* _Aim of the exercise_
Reproduce, without any alteration, the entire text below about the planned gigabit research network.
(Text begins)
Once the gigabit network is in place, researchers will be able to begin developing new applications.
For example, Hellmut Golde, a computer scientist at the University of Washington, is beginning to work out a way to control complex instruments over a high-speed network. He is working with a nuclear physicist at the University of Washington who is interested in permitting students at different campuses to share a training reactor. These training systems are scarce, and Mr. Golde's idea is to re-create the control room for such a system at several locations.
He acknowledged that advances in computer security would have to be made before a nuclear reactor would be accessible on a computer network.
Researchers at campuses around the country have already begun planning regional high-speed networks that will offer a preview of some of the services of the future gigabit network. Scientists at the University of Pennsylvania and Princeton and researchers at I.B.M.'s Watson Research Laboratories have proposed a fiber-optic network to link the three research centers. Named the Hourglass Project, the network would permit medical specialists at Princeton and Penn to share high-resolution X-rays or other radiological images. 'Video Wall'
The network would also make possible a ''video wall,'' a video conference system with extraordinary resolution. Such a system would in many ways permit researchers to interact as if they were seated in the same room even though they were actually separated by hundreds of miles.
Another proposal by the Corporation for National Research Initiatives in Reston, Va., calls for the creation of a digital library, a computer data base that would permit vastly improved access to information for researchers and students. ''From any work station you should be able to specify a document if it exists anywhere in the country and then view it directly,'' said Robert Kahn, president of the corporation. Mr. Kahn, a former director of the Defense Advanced Research Projects Agency, has been a key sponsor of the idea of creating a gigabit network to link research centers and universities.
Herman Khan ??
Technology for creating such a national library is one area where Japan may be ahead of the United States. Researchers at Japan's National Center for Science Information Systems are well on their way toward putting the entire scientific literature of the country on-line.
(Text ends)
(Listed records begins)
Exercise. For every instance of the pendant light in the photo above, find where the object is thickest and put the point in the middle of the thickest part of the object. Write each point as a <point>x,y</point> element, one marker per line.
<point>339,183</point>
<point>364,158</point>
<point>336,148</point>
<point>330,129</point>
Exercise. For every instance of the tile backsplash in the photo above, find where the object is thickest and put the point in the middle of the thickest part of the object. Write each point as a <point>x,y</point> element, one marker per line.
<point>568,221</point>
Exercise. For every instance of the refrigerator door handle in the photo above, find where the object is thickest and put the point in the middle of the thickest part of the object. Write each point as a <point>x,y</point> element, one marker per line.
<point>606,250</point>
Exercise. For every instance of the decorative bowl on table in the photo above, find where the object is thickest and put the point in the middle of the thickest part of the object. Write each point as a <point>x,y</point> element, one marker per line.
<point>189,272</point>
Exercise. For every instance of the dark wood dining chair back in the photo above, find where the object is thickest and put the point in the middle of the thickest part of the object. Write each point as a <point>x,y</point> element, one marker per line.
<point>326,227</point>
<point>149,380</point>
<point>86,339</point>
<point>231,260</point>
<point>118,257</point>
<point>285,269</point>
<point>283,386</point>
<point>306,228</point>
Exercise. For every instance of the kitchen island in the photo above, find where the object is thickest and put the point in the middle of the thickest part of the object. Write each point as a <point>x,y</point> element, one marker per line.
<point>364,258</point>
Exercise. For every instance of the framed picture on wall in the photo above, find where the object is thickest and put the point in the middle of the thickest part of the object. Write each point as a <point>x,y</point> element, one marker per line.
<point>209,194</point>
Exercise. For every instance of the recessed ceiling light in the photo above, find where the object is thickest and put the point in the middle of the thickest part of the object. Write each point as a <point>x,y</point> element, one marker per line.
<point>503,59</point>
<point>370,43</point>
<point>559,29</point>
(Listed records ends)
* _The answer_
Once the gigabit network is in place, researchers will be able to begin developing new applications.
For example, Hellmut Golde, a computer scientist at the University of Washington, is beginning to work out a way to control complex instruments over a high-speed network. He is working with a nuclear physicist at the University of Washington who is interested in permitting students at different campuses to share a training reactor. These training systems are scarce, and Mr. Golde's idea is to re-create the control room for such a system at several locations.
He acknowledged that advances in computer security would have to be made before a nuclear reactor would be accessible on a computer network.
Researchers at campuses around the country have already begun planning regional high-speed networks that will offer a preview of some of the services of the future gigabit network. Scientists at the University of Pennsylvania and Princeton and researchers at I.B.M.'s Watson Research Laboratories have proposed a fiber-optic network to link the three research centers. Named the Hourglass Project, the network would permit medical specialists at Princeton and Penn to share high-resolution X-rays or other radiological images. 'Video Wall'
The network would also make possible a ''video wall,'' a video conference system with extraordinary resolution. Such a system would in many ways permit researchers to interact as if they were seated in the same room even though they were actually separated by hundreds of miles.
Another proposal by the Corporation for National Research Initiatives in Reston, Va., calls for the creation of a digital library, a computer data base that would permit vastly improved access to information for researchers and students. ''From any work station you should be able to specify a document if it exists anywhere in the country and then view it directly,'' said Robert Kahn, president of the corporation. Mr. Kahn, a former director of the Defense Advanced Research Projects Agency, has been a key sponsor of the idea of creating a gigabit network to link research centers and universities.
Herman Khan ??
Technology for creating such a national library is one area where Japan may be ahead of the United States. Researchers at Japan's National Center for Science Information Systems are well on their way toward putting the entire scientific literature of the country on-line.